GIVEN TASK:
In the material below, revise the lines from the one containing "Target: blue jersey" through the end of the material, replacing "jersey" with "shirt" throughout and leaving all other text unchanged.

ROWS:
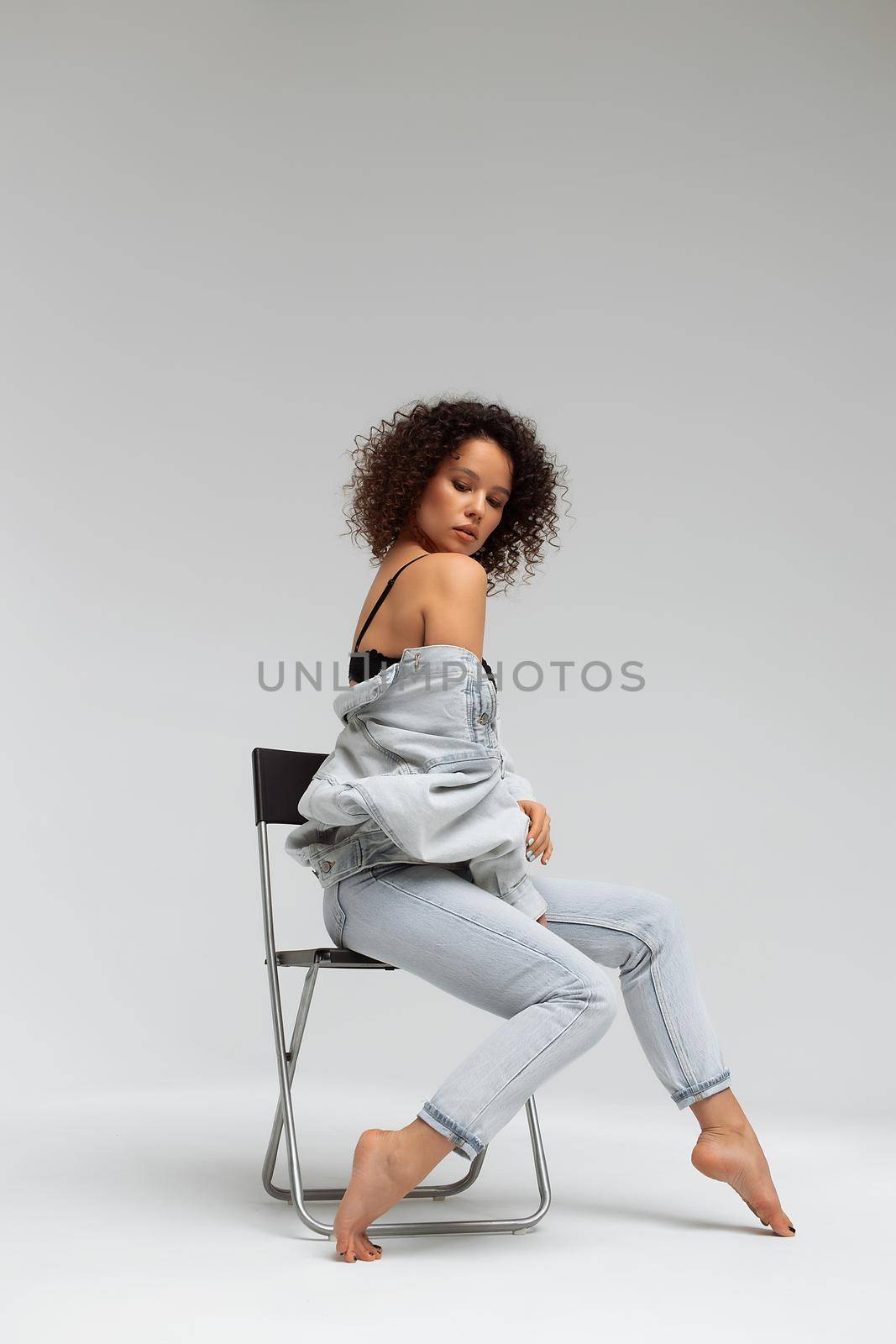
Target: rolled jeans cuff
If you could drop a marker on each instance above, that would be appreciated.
(465, 1144)
(701, 1090)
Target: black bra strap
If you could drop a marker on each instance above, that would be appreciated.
(382, 598)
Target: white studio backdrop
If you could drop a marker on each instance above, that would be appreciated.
(237, 235)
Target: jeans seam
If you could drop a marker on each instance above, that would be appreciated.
(678, 1046)
(484, 927)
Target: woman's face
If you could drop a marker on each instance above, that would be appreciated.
(468, 491)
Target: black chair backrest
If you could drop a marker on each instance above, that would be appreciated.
(280, 779)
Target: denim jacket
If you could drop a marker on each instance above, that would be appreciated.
(418, 776)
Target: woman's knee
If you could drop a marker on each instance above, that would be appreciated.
(660, 918)
(600, 1000)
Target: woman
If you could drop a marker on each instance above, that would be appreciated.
(456, 495)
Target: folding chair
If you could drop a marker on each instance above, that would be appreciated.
(280, 779)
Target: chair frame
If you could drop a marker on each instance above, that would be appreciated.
(280, 777)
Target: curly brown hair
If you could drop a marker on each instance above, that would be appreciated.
(396, 461)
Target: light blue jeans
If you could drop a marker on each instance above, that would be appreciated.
(548, 984)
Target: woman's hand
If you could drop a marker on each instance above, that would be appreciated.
(537, 843)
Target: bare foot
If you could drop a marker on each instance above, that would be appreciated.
(734, 1155)
(387, 1164)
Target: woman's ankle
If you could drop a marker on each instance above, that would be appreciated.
(721, 1110)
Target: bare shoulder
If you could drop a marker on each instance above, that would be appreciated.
(450, 575)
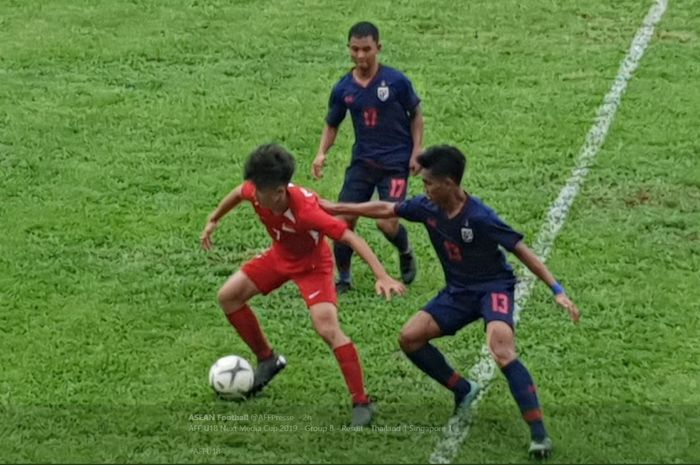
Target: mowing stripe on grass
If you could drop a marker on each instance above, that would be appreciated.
(457, 428)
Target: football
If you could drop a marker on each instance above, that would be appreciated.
(231, 377)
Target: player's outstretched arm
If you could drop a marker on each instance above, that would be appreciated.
(539, 269)
(417, 126)
(327, 140)
(375, 209)
(385, 285)
(226, 205)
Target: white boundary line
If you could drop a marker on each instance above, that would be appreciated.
(457, 427)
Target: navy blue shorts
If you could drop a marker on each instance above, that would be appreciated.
(361, 179)
(453, 311)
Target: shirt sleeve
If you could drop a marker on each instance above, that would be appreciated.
(406, 95)
(248, 191)
(411, 210)
(498, 230)
(314, 217)
(336, 108)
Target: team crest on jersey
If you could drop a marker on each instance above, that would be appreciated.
(383, 92)
(467, 234)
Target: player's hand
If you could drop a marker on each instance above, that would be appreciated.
(328, 206)
(317, 166)
(387, 286)
(564, 301)
(413, 165)
(205, 238)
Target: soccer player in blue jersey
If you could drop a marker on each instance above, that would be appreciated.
(468, 237)
(388, 123)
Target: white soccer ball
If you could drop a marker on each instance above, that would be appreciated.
(231, 377)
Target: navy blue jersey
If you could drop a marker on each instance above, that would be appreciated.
(380, 115)
(468, 244)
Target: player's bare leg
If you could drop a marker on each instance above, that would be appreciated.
(325, 320)
(415, 340)
(398, 236)
(233, 298)
(501, 342)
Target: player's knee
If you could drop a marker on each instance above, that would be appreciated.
(229, 299)
(388, 226)
(502, 352)
(328, 330)
(410, 341)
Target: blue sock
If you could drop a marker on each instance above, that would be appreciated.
(524, 392)
(343, 256)
(431, 361)
(400, 241)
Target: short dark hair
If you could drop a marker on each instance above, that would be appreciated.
(364, 29)
(269, 166)
(444, 161)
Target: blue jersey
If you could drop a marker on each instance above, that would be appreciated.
(468, 244)
(380, 116)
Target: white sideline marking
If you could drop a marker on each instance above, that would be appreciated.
(457, 427)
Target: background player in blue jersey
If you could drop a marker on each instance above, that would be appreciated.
(386, 116)
(467, 236)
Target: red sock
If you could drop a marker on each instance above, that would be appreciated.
(247, 326)
(351, 367)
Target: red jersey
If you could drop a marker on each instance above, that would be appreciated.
(297, 234)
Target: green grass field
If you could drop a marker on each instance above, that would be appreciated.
(123, 123)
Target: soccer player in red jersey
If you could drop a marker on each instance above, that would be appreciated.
(299, 253)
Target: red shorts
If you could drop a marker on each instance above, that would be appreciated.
(314, 279)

WRITTEN ANSWER:
Target: blue shirt
If you could drop a marker on each instance above, that would be appreciated.
(468, 244)
(380, 116)
Target: white sideline marking
If you could drop a marker on each instance above, that would be appreciated.
(457, 427)
Target: background player in blue shirt
If you could drop a marker on each instance above, that would be appreciated.
(386, 116)
(467, 236)
Target: red sock
If you could drop a marker on each instance above, that would be appreciated.
(247, 326)
(351, 367)
Target: red shirt
If you could drop a marker on each instance above, that would be appreciated.
(297, 234)
Target: green grass field
If you could drop a marker on each instance above, that would be appreciated.
(123, 123)
Target: soccer player in red shirt
If you could drop a marker on each instance above, that would be appreciated.
(299, 253)
Target: red shorts
If you could drop a marker on each instance above, that would be appreciated.
(314, 279)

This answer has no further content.